* Written request:
Rewrite the records below, switching every "innermost" to "outermost" and leaving everything else unchanged.

** begin **

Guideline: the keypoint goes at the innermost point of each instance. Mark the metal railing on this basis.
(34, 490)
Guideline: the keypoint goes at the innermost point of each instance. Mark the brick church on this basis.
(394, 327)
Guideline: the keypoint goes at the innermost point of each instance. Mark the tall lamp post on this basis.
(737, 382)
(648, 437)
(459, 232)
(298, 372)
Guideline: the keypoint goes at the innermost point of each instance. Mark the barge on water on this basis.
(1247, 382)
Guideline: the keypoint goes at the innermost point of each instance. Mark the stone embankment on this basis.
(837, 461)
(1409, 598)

** end **

* Answer below:
Guideline: the keypoint goes at the outermost point of each instance. Mark the metal railing on this basis.
(34, 490)
Guideline: the keypoint goes at the outermost point of each instance. Mark the brick church on this basis.
(394, 327)
Guideline: the keypoint goes at the outermost point of each instance. Mark the tall lamp post on this basis.
(737, 382)
(648, 437)
(459, 232)
(298, 372)
Guideline: the keypoint goes at the outermost point of each instance. Mark the barge on water on this basis.
(1247, 382)
Guideline: the keypoint goes at the outermost point of each instance. Mark the stone embankment on this basis.
(837, 461)
(1409, 598)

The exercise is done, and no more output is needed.